┌─ RECORD EXTRACTS

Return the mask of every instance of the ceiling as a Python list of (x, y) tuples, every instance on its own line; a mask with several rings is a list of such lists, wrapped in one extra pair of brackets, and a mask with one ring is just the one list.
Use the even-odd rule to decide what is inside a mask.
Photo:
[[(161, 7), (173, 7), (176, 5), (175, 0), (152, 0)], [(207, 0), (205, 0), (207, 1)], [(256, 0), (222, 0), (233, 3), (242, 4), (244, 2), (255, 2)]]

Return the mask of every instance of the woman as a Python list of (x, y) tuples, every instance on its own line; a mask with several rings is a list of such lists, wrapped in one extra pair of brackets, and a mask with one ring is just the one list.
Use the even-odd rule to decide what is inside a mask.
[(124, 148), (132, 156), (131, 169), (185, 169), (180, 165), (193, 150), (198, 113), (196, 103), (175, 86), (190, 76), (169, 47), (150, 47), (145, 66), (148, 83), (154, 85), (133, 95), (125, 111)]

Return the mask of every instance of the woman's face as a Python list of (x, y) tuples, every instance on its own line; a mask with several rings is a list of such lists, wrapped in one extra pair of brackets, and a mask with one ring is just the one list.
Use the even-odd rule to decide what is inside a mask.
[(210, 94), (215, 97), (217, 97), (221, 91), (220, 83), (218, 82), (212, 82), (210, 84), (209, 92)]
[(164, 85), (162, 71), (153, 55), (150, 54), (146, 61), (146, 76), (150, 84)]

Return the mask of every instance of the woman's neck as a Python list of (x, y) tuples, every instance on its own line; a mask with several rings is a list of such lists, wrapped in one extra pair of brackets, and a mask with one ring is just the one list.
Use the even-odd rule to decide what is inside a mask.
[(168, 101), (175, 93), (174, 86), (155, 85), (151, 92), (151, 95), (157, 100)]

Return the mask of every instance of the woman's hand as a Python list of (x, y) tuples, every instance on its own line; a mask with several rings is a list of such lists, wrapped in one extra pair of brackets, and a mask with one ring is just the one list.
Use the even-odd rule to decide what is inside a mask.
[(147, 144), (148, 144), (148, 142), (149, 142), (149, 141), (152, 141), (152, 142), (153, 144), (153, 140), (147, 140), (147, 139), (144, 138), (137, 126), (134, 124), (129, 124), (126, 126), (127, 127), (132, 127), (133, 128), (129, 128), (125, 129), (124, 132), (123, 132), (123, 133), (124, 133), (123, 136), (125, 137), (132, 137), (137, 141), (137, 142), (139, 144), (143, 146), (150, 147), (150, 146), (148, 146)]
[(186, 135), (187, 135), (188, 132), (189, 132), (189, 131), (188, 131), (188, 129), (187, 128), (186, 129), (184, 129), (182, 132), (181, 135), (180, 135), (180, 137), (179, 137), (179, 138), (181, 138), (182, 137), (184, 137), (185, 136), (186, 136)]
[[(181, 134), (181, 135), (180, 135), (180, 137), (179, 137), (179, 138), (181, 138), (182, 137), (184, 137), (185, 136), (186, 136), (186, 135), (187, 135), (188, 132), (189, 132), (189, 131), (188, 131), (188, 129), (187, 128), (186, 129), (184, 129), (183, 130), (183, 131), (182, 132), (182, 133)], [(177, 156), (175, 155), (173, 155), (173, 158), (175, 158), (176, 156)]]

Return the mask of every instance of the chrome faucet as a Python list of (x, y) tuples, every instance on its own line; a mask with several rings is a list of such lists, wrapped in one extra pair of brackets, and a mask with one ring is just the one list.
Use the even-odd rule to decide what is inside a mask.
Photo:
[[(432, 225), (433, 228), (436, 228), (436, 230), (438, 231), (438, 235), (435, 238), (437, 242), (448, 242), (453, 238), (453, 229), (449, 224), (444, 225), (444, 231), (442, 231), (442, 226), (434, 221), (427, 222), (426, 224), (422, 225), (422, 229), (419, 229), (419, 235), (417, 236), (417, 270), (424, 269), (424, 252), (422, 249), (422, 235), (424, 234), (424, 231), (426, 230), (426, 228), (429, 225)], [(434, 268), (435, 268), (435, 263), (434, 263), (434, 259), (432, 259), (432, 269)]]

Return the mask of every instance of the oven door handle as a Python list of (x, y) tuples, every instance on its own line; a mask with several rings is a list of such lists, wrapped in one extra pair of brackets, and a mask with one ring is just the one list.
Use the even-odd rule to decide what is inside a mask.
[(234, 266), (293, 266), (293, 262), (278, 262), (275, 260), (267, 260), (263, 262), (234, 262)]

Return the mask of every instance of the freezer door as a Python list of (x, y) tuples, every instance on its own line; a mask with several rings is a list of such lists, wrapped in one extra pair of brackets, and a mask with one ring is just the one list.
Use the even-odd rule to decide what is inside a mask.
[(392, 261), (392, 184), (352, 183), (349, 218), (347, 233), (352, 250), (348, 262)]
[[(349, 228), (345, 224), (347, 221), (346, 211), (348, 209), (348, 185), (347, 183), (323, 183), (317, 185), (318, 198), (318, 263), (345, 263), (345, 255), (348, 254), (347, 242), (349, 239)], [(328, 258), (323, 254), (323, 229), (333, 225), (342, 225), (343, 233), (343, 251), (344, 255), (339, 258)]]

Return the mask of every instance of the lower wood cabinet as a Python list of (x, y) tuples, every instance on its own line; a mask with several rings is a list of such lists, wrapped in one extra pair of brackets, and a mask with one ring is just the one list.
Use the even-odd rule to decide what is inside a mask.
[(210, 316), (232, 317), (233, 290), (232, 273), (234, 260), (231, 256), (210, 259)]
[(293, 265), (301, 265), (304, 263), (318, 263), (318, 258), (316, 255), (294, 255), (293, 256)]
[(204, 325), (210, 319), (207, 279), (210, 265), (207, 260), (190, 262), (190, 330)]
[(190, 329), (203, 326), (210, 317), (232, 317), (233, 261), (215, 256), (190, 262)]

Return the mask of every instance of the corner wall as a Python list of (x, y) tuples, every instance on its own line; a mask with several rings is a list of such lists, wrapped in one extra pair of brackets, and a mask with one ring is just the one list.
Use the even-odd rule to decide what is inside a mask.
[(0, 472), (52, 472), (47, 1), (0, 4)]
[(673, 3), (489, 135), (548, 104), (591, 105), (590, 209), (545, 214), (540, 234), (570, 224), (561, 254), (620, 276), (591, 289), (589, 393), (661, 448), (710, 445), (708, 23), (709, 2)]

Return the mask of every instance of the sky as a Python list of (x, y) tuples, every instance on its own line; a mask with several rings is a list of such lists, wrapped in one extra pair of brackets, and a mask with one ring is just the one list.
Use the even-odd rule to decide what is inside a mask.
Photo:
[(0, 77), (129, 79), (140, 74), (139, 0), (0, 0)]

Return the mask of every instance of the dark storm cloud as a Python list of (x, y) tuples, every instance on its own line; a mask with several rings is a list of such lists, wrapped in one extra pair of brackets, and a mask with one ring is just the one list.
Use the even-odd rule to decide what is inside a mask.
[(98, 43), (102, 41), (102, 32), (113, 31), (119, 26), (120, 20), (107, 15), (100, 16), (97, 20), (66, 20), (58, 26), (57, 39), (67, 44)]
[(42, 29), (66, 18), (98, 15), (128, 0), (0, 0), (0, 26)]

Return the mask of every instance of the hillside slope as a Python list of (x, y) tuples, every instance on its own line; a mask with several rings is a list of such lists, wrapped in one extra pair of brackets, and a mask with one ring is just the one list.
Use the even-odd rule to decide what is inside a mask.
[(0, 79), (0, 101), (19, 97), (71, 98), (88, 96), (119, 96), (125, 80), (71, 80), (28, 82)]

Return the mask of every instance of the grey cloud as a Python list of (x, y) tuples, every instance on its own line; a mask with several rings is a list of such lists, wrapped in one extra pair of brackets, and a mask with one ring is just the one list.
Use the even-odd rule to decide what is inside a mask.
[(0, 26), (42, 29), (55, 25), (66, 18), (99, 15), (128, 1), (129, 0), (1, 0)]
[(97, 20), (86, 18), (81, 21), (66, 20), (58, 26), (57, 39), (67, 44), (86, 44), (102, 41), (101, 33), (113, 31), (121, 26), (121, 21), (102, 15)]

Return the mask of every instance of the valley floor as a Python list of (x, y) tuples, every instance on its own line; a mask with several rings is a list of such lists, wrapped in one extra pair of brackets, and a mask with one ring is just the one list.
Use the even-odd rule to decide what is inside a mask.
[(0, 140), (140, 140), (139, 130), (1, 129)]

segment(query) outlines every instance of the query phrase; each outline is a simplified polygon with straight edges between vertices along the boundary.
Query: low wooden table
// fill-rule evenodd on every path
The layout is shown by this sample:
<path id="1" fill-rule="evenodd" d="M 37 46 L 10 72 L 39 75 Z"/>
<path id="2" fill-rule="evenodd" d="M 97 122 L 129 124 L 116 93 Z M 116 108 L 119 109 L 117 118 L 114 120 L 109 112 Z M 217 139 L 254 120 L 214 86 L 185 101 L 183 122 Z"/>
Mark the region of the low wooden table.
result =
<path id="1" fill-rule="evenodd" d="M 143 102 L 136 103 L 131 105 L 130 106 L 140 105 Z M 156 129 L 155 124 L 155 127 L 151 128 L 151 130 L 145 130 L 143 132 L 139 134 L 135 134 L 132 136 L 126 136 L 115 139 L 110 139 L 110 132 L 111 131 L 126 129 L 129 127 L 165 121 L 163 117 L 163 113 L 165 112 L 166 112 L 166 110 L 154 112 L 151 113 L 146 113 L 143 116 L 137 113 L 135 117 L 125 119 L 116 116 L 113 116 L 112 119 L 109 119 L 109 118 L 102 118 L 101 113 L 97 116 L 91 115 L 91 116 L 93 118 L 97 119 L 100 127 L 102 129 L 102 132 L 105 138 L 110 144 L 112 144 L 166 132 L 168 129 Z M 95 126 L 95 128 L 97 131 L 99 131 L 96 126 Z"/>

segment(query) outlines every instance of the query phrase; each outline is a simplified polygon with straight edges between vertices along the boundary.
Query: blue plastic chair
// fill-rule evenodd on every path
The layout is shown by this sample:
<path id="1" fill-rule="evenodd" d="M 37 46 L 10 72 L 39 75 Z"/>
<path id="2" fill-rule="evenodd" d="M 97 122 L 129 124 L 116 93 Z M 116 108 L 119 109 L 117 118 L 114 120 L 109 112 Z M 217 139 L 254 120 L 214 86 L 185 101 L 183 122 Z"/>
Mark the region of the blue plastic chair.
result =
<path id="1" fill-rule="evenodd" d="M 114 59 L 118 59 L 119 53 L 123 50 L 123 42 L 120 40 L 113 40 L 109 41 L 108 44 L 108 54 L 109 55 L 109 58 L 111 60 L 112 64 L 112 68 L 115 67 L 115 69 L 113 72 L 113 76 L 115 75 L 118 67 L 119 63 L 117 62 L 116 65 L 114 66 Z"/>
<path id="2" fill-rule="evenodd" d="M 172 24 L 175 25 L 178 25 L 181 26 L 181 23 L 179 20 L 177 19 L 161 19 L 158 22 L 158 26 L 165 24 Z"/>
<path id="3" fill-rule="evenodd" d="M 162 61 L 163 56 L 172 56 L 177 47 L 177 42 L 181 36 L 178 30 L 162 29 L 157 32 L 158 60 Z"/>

└─

Please write out the lines starting at the one that contains "Return the mask of every instance of the valley" and ending with the one that contains "143 102 L 136", swapping "wooden" for "metal" and leaving everything else unchanged.

▶ [ANSWER TO THE TASK]
Return the mask of every instance of the valley floor as a Python list of (x, y) tuples, every instance on its own line; a mask with several rings is a list of such lists, wrapped in one extra pair of brackets, and a mask with one ring is just the one list.
Use the even-odd rule to decide what is inside a mask.
[(0, 140), (140, 140), (139, 130), (1, 129)]

segment(query) outlines every instance of the query phrase; each outline is a simplified polygon with straight edges between vertices along the boundary.
Query: low metal table
// fill-rule evenodd on every path
The layout is shown by this sample:
<path id="1" fill-rule="evenodd" d="M 37 46 L 10 72 L 39 75 Z"/>
<path id="2" fill-rule="evenodd" d="M 97 122 L 129 124 L 116 93 Z M 116 108 L 119 109 L 117 118 L 114 120 L 109 112 Z M 217 139 L 254 120 L 214 86 L 185 101 L 183 122 Z"/>
Mark the region of the low metal table.
result =
<path id="1" fill-rule="evenodd" d="M 143 102 L 136 103 L 131 105 L 130 106 L 140 105 Z M 156 129 L 155 124 L 155 127 L 151 128 L 151 130 L 145 130 L 143 132 L 139 134 L 135 134 L 132 136 L 126 136 L 115 139 L 110 139 L 110 132 L 111 131 L 126 129 L 129 127 L 165 121 L 163 117 L 163 113 L 165 112 L 166 112 L 166 110 L 154 112 L 151 113 L 146 113 L 143 116 L 137 113 L 135 117 L 125 119 L 116 116 L 113 116 L 112 119 L 109 119 L 109 118 L 102 118 L 101 113 L 97 116 L 91 115 L 91 116 L 93 118 L 97 119 L 100 127 L 102 129 L 102 132 L 105 138 L 110 144 L 112 144 L 166 132 L 168 129 Z M 95 126 L 95 128 L 97 131 L 99 131 L 96 126 Z"/>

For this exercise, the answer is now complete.